▶ _Tugas yang Dikerjakan_: Ubah semua item di bawah dengan mengganti setiap "foliage" menjadi "vegetation", sedangkan bagian lainnya dibiarkan tetap sama.

▶ _Bagian Data_:
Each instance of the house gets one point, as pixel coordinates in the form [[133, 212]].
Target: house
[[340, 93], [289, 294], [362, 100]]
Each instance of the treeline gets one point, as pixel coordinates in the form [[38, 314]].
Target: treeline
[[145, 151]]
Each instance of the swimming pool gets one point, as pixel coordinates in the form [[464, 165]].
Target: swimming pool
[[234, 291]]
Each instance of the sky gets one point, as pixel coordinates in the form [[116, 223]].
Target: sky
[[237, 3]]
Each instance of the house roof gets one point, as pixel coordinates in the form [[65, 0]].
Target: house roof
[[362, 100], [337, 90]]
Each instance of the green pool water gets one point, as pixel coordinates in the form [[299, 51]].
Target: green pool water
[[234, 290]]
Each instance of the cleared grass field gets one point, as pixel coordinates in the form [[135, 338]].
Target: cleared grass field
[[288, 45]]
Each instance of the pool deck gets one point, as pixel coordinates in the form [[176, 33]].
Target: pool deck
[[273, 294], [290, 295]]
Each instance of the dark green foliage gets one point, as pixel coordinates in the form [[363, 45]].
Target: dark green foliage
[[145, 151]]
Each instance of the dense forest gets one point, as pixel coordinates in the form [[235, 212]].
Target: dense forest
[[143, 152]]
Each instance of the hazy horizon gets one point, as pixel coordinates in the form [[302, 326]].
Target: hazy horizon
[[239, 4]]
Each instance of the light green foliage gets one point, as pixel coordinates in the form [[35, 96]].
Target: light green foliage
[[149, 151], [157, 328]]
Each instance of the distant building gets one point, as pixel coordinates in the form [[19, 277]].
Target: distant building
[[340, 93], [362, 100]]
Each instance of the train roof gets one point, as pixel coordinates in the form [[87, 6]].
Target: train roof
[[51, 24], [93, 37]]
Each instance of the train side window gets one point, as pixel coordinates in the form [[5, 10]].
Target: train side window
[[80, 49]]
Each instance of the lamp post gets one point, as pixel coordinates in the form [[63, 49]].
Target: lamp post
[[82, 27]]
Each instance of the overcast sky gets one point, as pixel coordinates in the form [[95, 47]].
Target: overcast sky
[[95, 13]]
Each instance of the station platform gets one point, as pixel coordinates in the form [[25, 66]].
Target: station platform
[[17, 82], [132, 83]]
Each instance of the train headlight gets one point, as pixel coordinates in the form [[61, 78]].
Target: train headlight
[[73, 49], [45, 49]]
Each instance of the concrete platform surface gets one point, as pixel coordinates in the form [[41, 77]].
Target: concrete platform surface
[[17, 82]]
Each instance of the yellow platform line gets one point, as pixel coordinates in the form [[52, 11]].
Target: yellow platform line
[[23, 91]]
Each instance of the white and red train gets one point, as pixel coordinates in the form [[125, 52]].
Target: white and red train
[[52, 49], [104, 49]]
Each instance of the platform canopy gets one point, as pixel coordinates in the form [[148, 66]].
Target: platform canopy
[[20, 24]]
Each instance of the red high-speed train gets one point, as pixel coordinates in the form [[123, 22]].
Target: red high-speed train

▶ _Jawaban Tugas_:
Each instance of the house gets one point, as pixel coordinates in the form [[133, 212]].
Target: house
[[340, 93], [289, 294], [362, 100]]
Each instance of the treeline gets one point, as pixel coordinates in the form [[38, 314]].
Target: treeline
[[145, 151]]
Each instance of the swimming pool gets one point, as pixel coordinates in the form [[464, 165]].
Target: swimming pool
[[234, 291]]
Each instance of the sky gets one point, as pixel coordinates in the form [[116, 223]].
Target: sky
[[237, 3]]
Each instance of the house roof gets one point, as pixel coordinates in the form [[65, 0]].
Target: house roof
[[362, 100], [337, 90]]
Each instance of the green pool water gets one point, as pixel coordinates in the form [[299, 51]].
Target: green pool water
[[234, 290]]
Each instance of the cleared grass field gets one point, as pixel coordinates in the form [[135, 338]].
Target: cleared grass field
[[288, 45]]
Each instance of the pool deck gets one point, as pixel coordinates in the form [[176, 33]].
Target: pool deck
[[273, 294], [290, 295]]
Each instance of the dark green vegetation gets one point, as pixel coordinates in the form [[363, 45]].
Target: dark green vegetation
[[145, 151]]
Each instance of the dense forest gets one point, as pixel coordinates in the form [[235, 212]].
Target: dense forest
[[143, 152]]
Each instance of the hazy horizon gets one point, as pixel coordinates in the form [[302, 326]].
Target: hazy horizon
[[239, 4]]
Each instance of the light green vegetation gets one point, as pixel coordinates in the form [[35, 96]].
Target: light green vegetation
[[149, 151], [157, 328]]
Each instance of the distant building gets one point, as pixel coordinates in the form [[19, 277]].
Target: distant building
[[340, 93], [362, 100]]
Each instance of the train roof gets one point, as pixel coordinates in the form [[87, 6]].
Target: train roof
[[51, 24], [93, 37]]
Each instance of the train side window gets one point, as pixel coordinates in the form [[5, 10]].
Target: train side window
[[80, 49]]
Each instance of the lamp post gets one point, as pixel coordinates in the form [[63, 49]].
Target: lamp post
[[82, 27]]
Each instance of the overcast sky gets one point, as pixel coordinates in the form [[95, 47]].
Target: overcast sky
[[95, 13]]
Each instance of the station platform gets one point, as pixel coordinates in the form [[25, 66]].
Target: station platform
[[17, 82], [132, 83]]
Each instance of the train headlight gets one point, as pixel coordinates in the form [[61, 78]].
Target: train headlight
[[73, 49], [45, 49]]
Each instance of the concrete platform surface gets one point, as pixel coordinates in the form [[41, 77]].
Target: concrete platform surface
[[17, 82]]
Each instance of the yellow platform line gets one point, as pixel coordinates in the form [[52, 11]].
Target: yellow platform line
[[23, 91]]
Each instance of the white and red train gets one point, as pixel coordinates in the form [[125, 52]].
Target: white and red train
[[52, 49], [104, 49]]
Each instance of the platform canopy gets one point, as pixel coordinates in the form [[148, 66]].
Target: platform canopy
[[20, 24]]
Each instance of the red high-speed train gets one point, as pixel coordinates in the form [[123, 22]].
Target: red high-speed train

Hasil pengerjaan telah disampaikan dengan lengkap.